Set out as a numbered list, skipping any blank lines, the part of the data below that opens with the line containing "In this exercise you will spot the pointed" and closes with the line containing "<point>31,132</point>", both included, and nothing else.

[start]

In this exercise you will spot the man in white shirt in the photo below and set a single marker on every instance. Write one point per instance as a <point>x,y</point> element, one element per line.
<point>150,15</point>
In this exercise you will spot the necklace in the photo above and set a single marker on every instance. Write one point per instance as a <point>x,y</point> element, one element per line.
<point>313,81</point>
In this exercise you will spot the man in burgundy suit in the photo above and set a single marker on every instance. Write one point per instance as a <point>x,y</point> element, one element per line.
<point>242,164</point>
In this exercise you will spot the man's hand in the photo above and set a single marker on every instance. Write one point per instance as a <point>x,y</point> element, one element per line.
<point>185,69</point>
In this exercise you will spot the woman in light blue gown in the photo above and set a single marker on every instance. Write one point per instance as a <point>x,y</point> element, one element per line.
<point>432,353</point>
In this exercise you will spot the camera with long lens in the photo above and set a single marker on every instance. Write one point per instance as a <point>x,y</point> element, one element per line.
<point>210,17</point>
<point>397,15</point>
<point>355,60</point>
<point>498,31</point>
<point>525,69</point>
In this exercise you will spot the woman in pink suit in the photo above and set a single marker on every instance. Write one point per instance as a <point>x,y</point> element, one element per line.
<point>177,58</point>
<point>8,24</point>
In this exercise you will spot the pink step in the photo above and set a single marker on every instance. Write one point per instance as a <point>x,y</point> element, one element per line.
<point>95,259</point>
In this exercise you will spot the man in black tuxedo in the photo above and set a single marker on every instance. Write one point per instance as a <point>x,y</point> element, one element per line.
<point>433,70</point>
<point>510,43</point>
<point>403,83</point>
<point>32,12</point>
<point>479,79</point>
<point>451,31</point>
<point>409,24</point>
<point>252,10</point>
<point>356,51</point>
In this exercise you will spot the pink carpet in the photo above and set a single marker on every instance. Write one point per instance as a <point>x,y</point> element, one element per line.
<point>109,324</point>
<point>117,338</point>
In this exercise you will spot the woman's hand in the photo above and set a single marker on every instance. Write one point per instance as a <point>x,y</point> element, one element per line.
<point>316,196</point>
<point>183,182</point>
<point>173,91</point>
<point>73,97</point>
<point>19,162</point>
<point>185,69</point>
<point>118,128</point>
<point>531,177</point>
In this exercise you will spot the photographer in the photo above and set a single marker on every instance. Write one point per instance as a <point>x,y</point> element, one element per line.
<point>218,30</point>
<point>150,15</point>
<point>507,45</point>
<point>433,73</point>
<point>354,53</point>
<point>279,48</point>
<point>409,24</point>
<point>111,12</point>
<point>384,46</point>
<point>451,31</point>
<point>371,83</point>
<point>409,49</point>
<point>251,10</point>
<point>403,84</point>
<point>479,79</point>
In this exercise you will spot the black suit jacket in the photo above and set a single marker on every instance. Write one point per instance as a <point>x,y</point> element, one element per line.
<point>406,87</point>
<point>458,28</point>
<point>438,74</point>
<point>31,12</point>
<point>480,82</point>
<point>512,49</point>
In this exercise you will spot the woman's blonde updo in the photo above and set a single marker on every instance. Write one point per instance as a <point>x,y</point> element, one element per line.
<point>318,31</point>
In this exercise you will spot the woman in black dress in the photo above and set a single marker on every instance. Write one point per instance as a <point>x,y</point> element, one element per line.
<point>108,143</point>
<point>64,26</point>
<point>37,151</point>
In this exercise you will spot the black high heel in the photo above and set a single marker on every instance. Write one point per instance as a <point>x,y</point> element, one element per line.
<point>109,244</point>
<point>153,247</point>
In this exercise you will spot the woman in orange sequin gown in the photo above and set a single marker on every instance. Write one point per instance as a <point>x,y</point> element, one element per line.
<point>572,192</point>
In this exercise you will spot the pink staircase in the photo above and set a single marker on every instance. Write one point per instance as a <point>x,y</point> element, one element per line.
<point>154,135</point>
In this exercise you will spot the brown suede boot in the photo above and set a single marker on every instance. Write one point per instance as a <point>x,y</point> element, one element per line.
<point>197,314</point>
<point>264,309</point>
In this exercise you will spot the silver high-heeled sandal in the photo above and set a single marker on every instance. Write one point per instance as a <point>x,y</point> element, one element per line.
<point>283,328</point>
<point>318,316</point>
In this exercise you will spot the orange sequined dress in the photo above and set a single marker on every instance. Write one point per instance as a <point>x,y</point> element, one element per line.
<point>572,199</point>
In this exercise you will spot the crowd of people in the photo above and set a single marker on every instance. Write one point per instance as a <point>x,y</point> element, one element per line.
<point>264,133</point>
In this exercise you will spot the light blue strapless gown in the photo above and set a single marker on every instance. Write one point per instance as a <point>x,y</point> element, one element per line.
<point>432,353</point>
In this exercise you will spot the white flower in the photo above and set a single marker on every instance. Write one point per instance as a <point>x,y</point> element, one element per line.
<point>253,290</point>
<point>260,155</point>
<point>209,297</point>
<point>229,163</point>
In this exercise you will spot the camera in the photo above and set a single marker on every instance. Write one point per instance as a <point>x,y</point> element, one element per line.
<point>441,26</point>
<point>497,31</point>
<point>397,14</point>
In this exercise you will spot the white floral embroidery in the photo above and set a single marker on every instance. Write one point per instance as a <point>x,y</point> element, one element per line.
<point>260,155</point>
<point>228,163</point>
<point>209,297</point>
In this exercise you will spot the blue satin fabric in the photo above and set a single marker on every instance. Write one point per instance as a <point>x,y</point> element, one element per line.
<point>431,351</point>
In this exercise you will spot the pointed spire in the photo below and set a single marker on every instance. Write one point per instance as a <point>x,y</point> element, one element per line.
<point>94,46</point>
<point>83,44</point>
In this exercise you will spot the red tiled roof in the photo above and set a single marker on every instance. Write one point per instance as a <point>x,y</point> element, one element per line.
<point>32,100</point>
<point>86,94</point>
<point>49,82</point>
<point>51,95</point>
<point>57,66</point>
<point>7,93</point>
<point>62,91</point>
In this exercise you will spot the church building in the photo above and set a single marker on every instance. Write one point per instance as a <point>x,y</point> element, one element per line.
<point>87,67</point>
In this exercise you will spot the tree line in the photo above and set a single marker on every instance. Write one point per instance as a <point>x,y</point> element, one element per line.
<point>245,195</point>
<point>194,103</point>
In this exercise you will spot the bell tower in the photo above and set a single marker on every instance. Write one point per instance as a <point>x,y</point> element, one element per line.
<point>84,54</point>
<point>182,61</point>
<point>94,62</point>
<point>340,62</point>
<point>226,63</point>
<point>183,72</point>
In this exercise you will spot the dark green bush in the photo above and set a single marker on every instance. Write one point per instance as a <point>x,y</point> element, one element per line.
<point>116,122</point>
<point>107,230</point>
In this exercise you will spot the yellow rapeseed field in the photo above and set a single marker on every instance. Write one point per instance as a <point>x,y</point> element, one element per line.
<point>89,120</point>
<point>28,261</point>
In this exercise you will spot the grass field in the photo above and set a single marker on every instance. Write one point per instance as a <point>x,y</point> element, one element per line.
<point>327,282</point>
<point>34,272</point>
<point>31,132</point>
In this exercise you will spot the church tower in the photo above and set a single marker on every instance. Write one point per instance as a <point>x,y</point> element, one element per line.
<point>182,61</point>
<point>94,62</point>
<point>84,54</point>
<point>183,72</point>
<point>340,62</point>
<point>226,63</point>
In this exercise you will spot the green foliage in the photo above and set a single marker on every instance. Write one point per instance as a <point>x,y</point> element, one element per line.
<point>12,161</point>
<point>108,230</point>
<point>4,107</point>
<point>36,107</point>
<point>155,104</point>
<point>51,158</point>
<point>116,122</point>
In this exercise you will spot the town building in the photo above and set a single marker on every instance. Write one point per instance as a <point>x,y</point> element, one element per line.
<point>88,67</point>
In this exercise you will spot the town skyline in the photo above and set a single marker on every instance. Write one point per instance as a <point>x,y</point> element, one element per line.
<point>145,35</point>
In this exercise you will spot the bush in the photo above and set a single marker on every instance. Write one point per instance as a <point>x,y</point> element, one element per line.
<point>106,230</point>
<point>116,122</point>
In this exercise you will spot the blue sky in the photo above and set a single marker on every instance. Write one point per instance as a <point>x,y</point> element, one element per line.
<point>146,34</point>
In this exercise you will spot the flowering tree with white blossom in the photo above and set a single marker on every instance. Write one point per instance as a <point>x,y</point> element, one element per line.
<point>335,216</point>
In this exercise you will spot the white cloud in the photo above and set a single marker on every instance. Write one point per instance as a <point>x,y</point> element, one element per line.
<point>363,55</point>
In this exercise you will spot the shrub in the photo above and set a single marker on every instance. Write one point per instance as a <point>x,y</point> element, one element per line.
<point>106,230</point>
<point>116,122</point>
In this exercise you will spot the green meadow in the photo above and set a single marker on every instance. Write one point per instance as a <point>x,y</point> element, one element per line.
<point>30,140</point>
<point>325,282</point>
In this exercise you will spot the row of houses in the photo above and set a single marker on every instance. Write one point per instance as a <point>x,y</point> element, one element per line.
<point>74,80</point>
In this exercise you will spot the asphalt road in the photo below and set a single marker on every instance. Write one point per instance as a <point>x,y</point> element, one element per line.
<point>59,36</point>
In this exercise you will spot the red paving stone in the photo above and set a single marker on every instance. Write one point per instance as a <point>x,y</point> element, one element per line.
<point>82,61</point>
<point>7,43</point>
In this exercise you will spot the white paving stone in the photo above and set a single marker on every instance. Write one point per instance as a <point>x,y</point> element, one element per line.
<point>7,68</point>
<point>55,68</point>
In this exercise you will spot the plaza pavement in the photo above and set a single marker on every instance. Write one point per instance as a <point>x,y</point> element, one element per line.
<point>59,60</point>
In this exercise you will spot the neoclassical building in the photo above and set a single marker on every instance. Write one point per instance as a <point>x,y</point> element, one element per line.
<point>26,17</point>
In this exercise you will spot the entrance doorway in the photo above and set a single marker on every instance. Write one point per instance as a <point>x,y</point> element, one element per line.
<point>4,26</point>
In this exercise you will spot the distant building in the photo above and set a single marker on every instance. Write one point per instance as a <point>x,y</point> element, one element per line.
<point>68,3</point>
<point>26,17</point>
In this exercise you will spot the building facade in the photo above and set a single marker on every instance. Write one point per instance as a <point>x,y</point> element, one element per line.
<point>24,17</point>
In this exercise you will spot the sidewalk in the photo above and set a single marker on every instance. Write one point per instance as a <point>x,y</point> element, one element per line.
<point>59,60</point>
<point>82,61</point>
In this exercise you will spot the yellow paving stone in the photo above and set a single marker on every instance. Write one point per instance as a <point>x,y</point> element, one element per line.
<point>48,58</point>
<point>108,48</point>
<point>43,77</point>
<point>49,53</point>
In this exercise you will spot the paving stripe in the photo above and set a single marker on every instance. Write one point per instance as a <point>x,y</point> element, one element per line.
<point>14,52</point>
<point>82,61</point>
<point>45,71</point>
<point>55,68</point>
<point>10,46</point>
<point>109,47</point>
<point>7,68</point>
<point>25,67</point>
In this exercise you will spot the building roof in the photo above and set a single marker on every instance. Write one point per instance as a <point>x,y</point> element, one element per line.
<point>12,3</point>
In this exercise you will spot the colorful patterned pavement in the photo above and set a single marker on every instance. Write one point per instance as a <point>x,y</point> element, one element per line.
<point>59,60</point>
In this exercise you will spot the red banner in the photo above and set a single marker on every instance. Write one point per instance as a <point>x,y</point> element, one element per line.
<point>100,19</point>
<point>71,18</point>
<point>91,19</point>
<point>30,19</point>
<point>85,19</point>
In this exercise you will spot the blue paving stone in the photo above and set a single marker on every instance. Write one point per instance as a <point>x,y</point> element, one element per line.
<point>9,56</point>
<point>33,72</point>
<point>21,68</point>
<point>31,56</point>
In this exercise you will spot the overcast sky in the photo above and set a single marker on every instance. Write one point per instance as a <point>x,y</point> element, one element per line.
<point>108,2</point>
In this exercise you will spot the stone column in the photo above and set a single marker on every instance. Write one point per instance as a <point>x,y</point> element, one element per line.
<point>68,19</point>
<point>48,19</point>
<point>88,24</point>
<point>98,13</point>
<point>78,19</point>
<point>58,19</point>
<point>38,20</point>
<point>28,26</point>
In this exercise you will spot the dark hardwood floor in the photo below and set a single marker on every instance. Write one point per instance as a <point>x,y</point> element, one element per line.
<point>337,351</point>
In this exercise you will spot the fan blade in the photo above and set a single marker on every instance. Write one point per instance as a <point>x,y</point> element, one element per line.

[end]

### Solution to this task:
1. In this exercise you will spot the pointed spire in the photo below and set a single marker on every instance. Write one point per instance as a <point>x,y</point> element, one element per line.
2. <point>94,46</point>
3. <point>83,44</point>
4. In this exercise you will spot the red tiled roof in the photo above and set a single marker on every instance. Write one point per instance as a <point>x,y</point> element, one element per line.
5. <point>32,100</point>
6. <point>86,94</point>
7. <point>49,82</point>
8. <point>51,95</point>
9. <point>57,66</point>
10. <point>7,93</point>
11. <point>62,91</point>
12. In this exercise you will spot the church building in the photo above and set a single marker on every instance. Write one point per instance as a <point>x,y</point> element, one element per line.
13. <point>87,67</point>
14. In this exercise you will spot the tree line in the photo above and set a single marker on every instance. Write one point per instance as a <point>x,y</point> element, one element per line.
15. <point>245,195</point>
16. <point>194,103</point>
17. In this exercise you will spot the bell tower in the photo above and set a single marker on every instance. Write one point per instance as a <point>x,y</point> element, one element per line.
18. <point>84,54</point>
19. <point>182,61</point>
20. <point>94,62</point>
21. <point>340,62</point>
22. <point>226,63</point>
23. <point>183,72</point>
24. In this exercise you will spot the dark green bush in the photo above and set a single marker on every instance. Write one point per instance as a <point>x,y</point> element, one element per line.
25. <point>116,122</point>
26. <point>107,230</point>
27. In this exercise you will spot the yellow rapeseed field in the photo above and set a single marker on every instance. Write one point per instance as a <point>x,y</point> element, one element per line.
28. <point>89,120</point>
29. <point>28,261</point>
30. In this exercise you will spot the grass field in the photo above and set a single marker on every instance. Write one point per instance as a <point>x,y</point> element, one element per line.
31. <point>327,282</point>
32. <point>34,272</point>
33. <point>31,132</point>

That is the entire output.